Copy out the complete listing, word for word.

**Record excerpts:**
--- --- ---

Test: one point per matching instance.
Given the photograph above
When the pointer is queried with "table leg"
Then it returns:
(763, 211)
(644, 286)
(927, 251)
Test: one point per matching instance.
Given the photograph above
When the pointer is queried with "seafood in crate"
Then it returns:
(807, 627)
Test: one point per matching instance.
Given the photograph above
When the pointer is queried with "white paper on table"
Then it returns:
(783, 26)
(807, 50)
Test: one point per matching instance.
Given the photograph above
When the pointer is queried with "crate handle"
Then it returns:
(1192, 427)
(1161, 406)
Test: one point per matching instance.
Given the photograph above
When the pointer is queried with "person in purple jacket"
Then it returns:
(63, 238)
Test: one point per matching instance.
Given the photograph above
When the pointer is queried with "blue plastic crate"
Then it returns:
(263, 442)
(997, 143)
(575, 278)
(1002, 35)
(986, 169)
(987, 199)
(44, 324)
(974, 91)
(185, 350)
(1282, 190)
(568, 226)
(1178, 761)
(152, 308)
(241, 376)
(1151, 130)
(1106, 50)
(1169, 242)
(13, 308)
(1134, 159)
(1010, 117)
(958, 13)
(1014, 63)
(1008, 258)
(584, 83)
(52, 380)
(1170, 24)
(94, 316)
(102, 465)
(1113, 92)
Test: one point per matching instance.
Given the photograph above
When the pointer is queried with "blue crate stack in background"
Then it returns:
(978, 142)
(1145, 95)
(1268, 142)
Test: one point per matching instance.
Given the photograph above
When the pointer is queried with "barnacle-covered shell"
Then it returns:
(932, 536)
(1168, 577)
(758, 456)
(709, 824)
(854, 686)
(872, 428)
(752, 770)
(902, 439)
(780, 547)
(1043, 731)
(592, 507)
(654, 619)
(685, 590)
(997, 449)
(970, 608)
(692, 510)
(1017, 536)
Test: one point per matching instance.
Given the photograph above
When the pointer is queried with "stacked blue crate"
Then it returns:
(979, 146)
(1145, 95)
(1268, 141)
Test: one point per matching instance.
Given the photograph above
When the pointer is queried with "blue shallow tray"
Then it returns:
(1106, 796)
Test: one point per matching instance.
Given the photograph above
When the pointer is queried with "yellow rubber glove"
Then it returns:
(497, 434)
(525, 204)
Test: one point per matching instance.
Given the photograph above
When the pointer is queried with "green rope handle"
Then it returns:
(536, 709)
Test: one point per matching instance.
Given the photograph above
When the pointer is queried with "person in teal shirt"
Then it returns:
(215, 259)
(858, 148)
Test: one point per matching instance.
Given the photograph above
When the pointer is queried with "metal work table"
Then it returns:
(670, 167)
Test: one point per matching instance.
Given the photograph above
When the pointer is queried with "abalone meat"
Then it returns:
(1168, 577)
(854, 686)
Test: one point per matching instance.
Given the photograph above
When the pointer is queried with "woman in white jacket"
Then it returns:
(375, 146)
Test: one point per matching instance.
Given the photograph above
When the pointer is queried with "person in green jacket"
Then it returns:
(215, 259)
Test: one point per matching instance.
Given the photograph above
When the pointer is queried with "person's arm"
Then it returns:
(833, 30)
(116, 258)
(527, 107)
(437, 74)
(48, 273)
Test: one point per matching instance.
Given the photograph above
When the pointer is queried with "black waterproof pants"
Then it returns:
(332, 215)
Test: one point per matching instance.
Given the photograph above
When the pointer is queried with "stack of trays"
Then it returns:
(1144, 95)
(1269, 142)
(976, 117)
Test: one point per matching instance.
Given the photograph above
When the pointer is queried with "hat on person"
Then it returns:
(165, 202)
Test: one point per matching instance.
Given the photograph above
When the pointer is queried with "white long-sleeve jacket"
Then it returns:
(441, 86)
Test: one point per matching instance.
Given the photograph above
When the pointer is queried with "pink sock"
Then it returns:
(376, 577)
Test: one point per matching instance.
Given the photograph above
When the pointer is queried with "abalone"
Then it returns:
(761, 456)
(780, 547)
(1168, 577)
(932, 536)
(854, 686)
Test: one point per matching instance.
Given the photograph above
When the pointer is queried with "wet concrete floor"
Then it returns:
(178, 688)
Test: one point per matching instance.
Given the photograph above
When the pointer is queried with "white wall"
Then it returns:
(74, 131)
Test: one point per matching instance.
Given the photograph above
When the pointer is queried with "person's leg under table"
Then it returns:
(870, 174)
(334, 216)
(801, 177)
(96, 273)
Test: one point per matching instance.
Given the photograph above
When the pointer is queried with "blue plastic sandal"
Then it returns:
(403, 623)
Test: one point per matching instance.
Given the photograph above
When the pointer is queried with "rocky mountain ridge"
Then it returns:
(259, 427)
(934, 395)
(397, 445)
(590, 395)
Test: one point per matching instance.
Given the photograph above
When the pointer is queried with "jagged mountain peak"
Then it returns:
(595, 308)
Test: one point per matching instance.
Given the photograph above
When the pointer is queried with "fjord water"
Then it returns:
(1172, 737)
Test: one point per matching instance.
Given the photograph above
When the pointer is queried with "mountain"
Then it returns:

--- --- ---

**The response:**
Test: one point per matching instance.
Given the photograph above
When the pointer is queried with "table leg"
Then it returns:
(763, 211)
(644, 286)
(927, 251)
Test: one point per matching instance.
Given the photograph above
When the pointer is queried with "seafood in crate"
Then it returns:
(807, 627)
Test: one point per matching instance.
Given the photograph above
When the pointer is queried with "white paper on table"
Then it returns:
(783, 26)
(807, 50)
Test: one point per matching instance.
Given the photograph above
When the pointer is queried with "crate handle"
Then it returns:
(1192, 427)
(1161, 406)
Test: one point per matching instance.
Given the photograph above
When the pointer is queried with "person in purple jacket"
Then it returns:
(63, 238)
Test: one point per matching instance.
Given the photograph above
When the pointer is queried with "blue plastic crate"
Then it returns:
(263, 442)
(997, 143)
(575, 278)
(1002, 35)
(986, 169)
(987, 199)
(44, 324)
(974, 91)
(185, 350)
(1282, 190)
(568, 226)
(1178, 761)
(152, 308)
(241, 376)
(1151, 130)
(1106, 50)
(1169, 242)
(13, 308)
(1134, 159)
(1010, 117)
(958, 13)
(1014, 63)
(1008, 258)
(584, 83)
(52, 380)
(1170, 24)
(94, 316)
(102, 465)
(1113, 92)
Test: one point per matching instance.
Given the photograph above
When the pointer is queried with "blue crate stack in background"
Then it returns:
(978, 142)
(1145, 95)
(1268, 142)
Test: one point per matching instance.
Given the photograph above
When the pointer is queried with "barnacle-covered shell"
Then it returns:
(932, 536)
(1168, 577)
(758, 456)
(709, 824)
(854, 686)
(872, 428)
(752, 770)
(902, 439)
(780, 547)
(1043, 731)
(592, 507)
(654, 619)
(685, 590)
(997, 449)
(970, 608)
(692, 510)
(1017, 536)
Test: one point per matching instance.
Given the photograph above
When the pointer is queried with "stacked blue crate"
Then it returns:
(979, 146)
(1145, 95)
(1268, 141)
Test: one point per matching instance.
Given the photograph above
When the pointer is queried with "blue shallow tray"
Then it returns:
(1106, 796)
Test: one point per matching instance.
Given the photograph above
When the pointer is queried with "yellow rubber glove"
Then it returns:
(497, 434)
(525, 204)
Test: one point per matching instance.
Given the photograph above
When the pointer is queried with "green rope handle"
Then it returns:
(536, 709)
Test: one point per matching instance.
Given the photograph above
When the pointer is queried with "person in teal shirt"
Then it returns:
(215, 259)
(858, 148)
Test: one point per matching instance.
Given the photograph above
When the pointer is queried with "metal work table"
Then it returns:
(670, 167)
Test: one point per matching instance.
Given the photograph above
When the pointer is queried with "abalone meat"
Then it returns:
(1168, 577)
(854, 686)
Test: one point per matching instance.
Given the photograph above
When the pointer is queried with "woman in white jacket"
Then it returns:
(375, 146)
Test: one point per matching instance.
Given the photograph above
When the pointer is queried with "person in green jacket"
Then it returns:
(215, 259)
Test: one point per matching instance.
Given the photograph above
When the pointer is queried with "person's arm"
Then it returns:
(833, 30)
(116, 258)
(527, 107)
(437, 74)
(48, 273)
Test: one point per matching instance.
Given the photograph above
When the pointer is queried with "black waterproof pants"
Then it returns:
(332, 215)
Test: one point per matching instance.
Given the photograph above
When the pointer is queried with "stack of trays"
Then it returns:
(1144, 95)
(1269, 142)
(976, 117)
Test: one point per matching instance.
Given the photograph above
When the pointer is queried with "hat on person"
Then it returns:
(165, 202)
Test: one point per matching instance.
Given the photograph above
When the pointer is queried with "white long-sleeve jacket"
Then it returns:
(441, 86)
Test: one point per matching instance.
Given the photograph above
When the pointer is queried with "pink sock"
Then it returns:
(376, 577)
Test: one point per matching instance.
Given the photograph above
When the pointer is queried with "abalone"
Then it returns:
(761, 456)
(780, 547)
(1168, 577)
(932, 536)
(854, 686)
Test: one point per matching instance.
Given the photograph above
When the pointer is queried with "wet concrete floor"
Then it returns:
(178, 688)
Test: one point per matching instance.
Given the photograph above
When the pointer is queried with "white wall"
Then it returns:
(74, 131)
Test: one point per matching instance.
Given the photograph above
When the pointer is queried with "person's leg under table"
Then it returns:
(870, 174)
(334, 216)
(801, 177)
(96, 273)
Test: one point per matching instance.
Given the photograph above
When the pointer is queried with "blue plastic sandal"
Then it returns:
(403, 623)
Test: one point per matching instance.
Given the photograph above
When the pointer is queried with "rocky mountain ridge"
Then it returns:
(259, 427)
(934, 395)
(397, 445)
(590, 395)
Test: one point per matching instance.
Given the photograph above
When the pointer is queried with "jagged mountain peak"
Then it returns:
(595, 308)
Test: one point per matching instance.
Given the photograph above
When the pointer is queried with "fjord water"
Then it returns:
(1172, 737)
Test: one point per matching instance.
Given the photograph above
When the pointer is queried with "mountain"
Then it returns:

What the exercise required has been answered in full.